WHAT IS NEEDED. Pull out every line in the data below that contains the word "dark".
┌──
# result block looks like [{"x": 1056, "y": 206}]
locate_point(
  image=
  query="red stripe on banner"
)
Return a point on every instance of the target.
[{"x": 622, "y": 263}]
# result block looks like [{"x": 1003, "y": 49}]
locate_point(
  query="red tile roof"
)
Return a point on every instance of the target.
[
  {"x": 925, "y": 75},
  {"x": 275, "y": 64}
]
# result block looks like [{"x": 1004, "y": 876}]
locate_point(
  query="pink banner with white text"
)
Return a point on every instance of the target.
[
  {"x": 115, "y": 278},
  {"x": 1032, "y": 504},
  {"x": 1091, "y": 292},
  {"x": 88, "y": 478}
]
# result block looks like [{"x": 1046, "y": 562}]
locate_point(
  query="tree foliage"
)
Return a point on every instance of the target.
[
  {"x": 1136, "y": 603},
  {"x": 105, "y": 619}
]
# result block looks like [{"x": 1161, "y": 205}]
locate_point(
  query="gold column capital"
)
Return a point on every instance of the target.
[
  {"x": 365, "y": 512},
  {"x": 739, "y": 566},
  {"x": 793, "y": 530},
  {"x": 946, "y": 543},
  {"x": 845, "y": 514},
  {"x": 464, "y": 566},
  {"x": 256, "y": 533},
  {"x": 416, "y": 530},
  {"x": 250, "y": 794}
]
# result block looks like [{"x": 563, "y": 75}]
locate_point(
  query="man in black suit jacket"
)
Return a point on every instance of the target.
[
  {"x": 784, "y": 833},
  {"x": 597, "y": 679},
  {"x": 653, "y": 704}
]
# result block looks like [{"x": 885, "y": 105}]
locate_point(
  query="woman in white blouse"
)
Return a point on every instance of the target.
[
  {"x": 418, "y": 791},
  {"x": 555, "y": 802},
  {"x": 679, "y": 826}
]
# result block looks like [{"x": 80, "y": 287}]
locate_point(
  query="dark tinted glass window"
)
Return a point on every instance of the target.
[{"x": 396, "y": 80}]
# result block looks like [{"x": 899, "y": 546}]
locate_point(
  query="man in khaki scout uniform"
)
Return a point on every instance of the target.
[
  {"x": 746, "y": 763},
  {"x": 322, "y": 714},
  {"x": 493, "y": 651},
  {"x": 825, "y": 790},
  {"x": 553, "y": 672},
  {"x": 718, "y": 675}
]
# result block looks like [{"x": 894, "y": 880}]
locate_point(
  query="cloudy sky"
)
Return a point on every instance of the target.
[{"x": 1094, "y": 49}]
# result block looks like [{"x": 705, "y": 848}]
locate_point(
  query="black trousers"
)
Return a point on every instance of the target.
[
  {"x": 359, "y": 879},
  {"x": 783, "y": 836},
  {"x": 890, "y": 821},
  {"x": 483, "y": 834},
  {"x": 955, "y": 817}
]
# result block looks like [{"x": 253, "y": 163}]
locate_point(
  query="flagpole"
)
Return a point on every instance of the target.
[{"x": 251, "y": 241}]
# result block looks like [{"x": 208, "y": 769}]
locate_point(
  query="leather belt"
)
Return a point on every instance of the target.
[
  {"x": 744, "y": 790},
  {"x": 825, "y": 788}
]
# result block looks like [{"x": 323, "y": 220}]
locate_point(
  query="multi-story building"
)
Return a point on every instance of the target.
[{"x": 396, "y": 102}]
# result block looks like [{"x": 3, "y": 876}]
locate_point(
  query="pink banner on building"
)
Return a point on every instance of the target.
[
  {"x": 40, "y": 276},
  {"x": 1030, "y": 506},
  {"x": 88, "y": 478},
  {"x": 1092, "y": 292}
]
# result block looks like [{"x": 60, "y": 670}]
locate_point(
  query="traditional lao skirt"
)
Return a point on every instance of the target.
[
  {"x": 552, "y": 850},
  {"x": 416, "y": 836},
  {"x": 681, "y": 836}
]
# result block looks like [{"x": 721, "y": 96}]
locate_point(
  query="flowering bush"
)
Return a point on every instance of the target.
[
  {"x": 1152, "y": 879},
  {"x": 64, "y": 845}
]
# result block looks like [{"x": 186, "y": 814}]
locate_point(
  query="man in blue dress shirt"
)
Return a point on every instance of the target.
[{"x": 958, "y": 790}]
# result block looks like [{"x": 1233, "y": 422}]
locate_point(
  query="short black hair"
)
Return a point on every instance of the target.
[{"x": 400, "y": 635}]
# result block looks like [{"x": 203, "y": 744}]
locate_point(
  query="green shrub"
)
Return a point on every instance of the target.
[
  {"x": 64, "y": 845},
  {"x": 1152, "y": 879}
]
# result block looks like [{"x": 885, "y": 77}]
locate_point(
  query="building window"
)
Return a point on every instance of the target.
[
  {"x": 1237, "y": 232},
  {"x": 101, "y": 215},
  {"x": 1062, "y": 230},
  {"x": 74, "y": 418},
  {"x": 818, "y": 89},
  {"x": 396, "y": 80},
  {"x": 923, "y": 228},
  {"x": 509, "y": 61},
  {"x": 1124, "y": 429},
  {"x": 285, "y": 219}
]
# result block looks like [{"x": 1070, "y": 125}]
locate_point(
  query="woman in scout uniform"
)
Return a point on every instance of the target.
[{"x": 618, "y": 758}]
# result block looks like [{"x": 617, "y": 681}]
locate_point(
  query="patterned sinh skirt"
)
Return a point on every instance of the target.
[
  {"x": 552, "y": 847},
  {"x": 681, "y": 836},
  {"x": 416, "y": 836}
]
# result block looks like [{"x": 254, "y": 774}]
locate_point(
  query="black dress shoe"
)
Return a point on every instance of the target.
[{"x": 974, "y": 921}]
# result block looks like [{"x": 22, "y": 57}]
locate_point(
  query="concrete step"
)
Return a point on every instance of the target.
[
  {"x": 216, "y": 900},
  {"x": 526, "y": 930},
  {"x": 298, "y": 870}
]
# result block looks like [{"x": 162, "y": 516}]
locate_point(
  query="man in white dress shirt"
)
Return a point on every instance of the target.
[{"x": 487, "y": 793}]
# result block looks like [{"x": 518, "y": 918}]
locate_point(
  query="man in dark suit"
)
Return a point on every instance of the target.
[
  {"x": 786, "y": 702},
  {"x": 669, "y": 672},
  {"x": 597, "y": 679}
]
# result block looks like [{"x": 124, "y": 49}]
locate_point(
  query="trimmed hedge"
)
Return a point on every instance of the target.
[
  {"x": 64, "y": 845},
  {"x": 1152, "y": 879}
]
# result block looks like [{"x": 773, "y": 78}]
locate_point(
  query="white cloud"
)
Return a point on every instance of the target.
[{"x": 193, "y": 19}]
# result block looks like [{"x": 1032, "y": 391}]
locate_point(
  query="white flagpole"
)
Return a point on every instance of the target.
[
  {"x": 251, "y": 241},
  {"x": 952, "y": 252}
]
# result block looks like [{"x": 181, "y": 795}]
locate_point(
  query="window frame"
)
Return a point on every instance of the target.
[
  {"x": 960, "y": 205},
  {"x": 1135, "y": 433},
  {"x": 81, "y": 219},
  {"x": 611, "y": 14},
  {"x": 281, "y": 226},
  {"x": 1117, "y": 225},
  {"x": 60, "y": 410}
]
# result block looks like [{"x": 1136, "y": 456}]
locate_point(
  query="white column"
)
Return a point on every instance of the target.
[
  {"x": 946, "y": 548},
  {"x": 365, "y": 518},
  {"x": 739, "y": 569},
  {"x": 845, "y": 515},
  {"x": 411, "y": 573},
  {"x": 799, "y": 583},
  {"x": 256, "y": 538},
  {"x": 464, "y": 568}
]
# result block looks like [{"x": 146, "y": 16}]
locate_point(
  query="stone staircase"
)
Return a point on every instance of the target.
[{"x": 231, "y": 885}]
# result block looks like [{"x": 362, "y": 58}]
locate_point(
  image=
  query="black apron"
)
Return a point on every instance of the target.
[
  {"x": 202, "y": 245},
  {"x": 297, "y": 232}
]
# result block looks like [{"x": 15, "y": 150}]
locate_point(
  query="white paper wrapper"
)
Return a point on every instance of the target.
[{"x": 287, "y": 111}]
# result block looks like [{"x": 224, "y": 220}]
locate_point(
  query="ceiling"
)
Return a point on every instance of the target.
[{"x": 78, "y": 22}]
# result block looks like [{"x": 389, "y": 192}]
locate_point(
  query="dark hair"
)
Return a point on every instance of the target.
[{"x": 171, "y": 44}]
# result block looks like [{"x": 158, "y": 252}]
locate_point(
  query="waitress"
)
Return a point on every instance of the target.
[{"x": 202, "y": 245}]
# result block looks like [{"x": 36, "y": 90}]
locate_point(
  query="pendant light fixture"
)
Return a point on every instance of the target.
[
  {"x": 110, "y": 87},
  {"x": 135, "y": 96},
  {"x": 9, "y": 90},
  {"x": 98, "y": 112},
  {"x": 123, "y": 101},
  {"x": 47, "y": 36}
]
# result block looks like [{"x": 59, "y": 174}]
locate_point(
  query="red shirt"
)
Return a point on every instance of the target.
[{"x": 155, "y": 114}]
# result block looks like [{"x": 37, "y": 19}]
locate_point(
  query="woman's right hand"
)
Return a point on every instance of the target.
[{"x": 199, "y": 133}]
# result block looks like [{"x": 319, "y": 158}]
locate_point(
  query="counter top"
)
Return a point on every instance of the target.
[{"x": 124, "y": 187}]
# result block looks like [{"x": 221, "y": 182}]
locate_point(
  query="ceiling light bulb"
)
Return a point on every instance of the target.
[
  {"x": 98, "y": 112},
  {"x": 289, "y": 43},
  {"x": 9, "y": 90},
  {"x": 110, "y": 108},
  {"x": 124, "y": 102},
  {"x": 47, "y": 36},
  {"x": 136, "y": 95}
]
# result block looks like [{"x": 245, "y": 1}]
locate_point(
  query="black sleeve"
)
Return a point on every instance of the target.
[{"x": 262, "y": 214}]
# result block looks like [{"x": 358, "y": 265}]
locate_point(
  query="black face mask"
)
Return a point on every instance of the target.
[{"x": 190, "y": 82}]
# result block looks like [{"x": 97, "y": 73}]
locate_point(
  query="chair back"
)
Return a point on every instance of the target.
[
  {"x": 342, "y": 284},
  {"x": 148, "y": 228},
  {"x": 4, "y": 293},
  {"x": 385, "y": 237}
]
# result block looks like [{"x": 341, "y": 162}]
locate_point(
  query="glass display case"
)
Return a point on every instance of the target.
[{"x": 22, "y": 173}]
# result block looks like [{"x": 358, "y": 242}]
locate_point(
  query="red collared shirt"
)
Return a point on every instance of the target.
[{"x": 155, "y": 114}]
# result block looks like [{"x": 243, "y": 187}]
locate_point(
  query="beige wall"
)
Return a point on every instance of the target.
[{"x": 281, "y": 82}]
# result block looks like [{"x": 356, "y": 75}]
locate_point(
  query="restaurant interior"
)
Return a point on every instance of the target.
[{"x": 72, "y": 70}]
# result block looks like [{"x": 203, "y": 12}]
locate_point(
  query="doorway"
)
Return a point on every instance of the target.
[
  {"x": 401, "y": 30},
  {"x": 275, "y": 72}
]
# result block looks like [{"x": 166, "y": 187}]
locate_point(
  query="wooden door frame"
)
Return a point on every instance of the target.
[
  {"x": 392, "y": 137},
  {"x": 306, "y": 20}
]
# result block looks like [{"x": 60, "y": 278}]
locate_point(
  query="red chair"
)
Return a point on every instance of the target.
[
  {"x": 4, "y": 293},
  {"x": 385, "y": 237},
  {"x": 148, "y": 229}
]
└──
TASK RESULT.
  query="dark tinted glass window"
  query="man in dark suit"
  query="dark hair"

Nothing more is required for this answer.